Center Parcs holiday resort group is being put up for sale by its private equity owners with a price tag of up to £5bn aiming to cash in on the growing trend for domestic breaks kickstarted by the Covid pandemic.
Advisers to Brookfield Property Partners have been sounding out potential buyers over the past week, according to the Financial Times which first reported the move, with possible suitors expected to include other private equity firms.
Brookfield acquired Center Parcs UK – whose five resorts in Britain and one in Ireland are known for their tropical-themed indoor pools, spas and activities for kids – from Blackstonefor about £2.4bn in 2015.
The group had been hoping to build a new site in Worth Forest, West Sussex, but pulled out earlier this year after an outcry from wildlife campaigners.
The group fell to a loss in 2021 as it was forced to close its resorts and restrict entry at the height of the pandemic. However it bounced back to a £66m profit in the year to 21 April 2022, with sales more than quadrupling to £503m.
In recent years private equity has been piling into the UK’s domestic break sector amid hopes for growth prompted by the fall in the value of the pound, the cost of living crisis, environmental concerns and more interest in outdoor pursuits after a shift among Britons towards breaks in the UK prompted by pandemic travel restrictions.
Blackstone paid about £3bn for Bourne Leisure, which includes Haven Holidays, the caravan park operator, in January 2021. That same year CVC Capital Partners bought holiday park operator Away Resorts for £250m and then bought up Aria Resorts and Coppergreen Leisure to combine with it.

__Exercise description__
Answer these questions from the article on the Center Parcs sale:
(a) From which firm did Brookfield acquire Center Parcs UK, and for about how much?
(b) What profit did the group make in the year to 21 April 2022?
(c) How much did CVC Capital Partners pay for Away Resorts?

(Excerpts from a dataset)
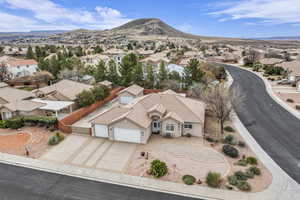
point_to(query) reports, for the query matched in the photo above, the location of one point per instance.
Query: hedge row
(19, 122)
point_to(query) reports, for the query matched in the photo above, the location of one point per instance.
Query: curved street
(19, 183)
(274, 128)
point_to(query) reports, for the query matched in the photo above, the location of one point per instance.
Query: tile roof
(293, 66)
(23, 105)
(21, 62)
(65, 87)
(133, 89)
(10, 94)
(175, 106)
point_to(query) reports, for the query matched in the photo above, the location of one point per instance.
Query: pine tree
(127, 65)
(112, 74)
(100, 73)
(138, 75)
(29, 54)
(150, 76)
(193, 72)
(162, 74)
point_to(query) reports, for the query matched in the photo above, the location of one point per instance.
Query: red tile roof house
(293, 68)
(167, 113)
(21, 67)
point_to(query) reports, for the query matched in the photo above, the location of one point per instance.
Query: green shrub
(244, 186)
(229, 129)
(242, 162)
(230, 151)
(255, 170)
(60, 136)
(241, 176)
(15, 123)
(229, 139)
(158, 168)
(53, 140)
(213, 179)
(251, 160)
(232, 180)
(241, 144)
(189, 179)
(249, 174)
(3, 124)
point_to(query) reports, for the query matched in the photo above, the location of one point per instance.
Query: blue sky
(230, 18)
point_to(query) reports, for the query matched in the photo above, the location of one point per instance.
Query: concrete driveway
(91, 152)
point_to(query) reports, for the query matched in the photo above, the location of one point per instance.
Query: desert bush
(189, 179)
(242, 162)
(241, 176)
(230, 151)
(241, 144)
(15, 123)
(53, 140)
(158, 168)
(251, 160)
(255, 170)
(3, 124)
(60, 136)
(229, 129)
(213, 179)
(229, 139)
(232, 180)
(244, 186)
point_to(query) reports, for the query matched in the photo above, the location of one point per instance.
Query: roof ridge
(181, 101)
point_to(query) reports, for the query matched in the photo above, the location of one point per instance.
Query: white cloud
(46, 13)
(269, 11)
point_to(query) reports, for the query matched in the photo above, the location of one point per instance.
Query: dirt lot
(194, 156)
(15, 142)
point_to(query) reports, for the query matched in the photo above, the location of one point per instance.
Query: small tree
(29, 54)
(85, 98)
(221, 101)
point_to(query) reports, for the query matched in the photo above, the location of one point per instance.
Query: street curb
(271, 93)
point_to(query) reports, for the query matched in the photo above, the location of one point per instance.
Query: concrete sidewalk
(281, 188)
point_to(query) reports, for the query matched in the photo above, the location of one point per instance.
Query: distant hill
(150, 26)
(279, 38)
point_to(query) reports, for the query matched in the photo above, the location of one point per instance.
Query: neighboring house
(10, 94)
(35, 107)
(168, 114)
(64, 90)
(106, 83)
(129, 94)
(21, 108)
(293, 69)
(270, 61)
(3, 84)
(21, 67)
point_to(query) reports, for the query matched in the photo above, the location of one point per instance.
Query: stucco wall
(197, 130)
(130, 125)
(178, 127)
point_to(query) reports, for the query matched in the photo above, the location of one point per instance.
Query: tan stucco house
(168, 114)
(64, 90)
(127, 95)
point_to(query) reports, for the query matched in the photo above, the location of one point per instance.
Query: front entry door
(156, 127)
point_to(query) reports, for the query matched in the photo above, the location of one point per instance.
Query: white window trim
(188, 126)
(170, 125)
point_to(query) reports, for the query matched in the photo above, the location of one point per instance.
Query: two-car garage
(118, 134)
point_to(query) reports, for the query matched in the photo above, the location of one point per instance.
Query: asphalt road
(18, 183)
(274, 128)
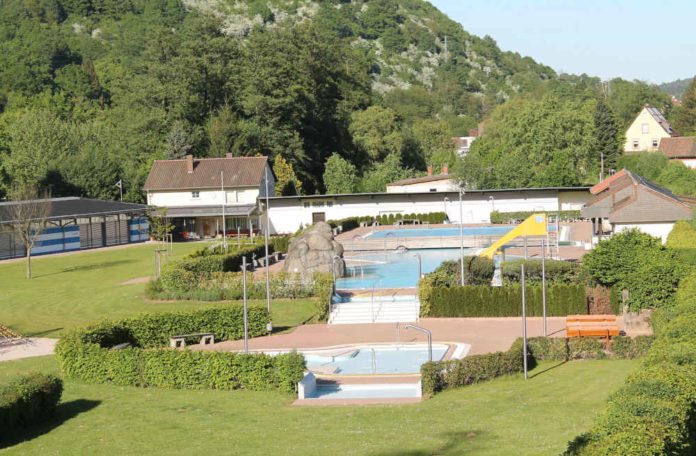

__Exercise answer__
(a) Blackstone, for about £2.4bn in 2015.
(b) £66m.
(c) £250m.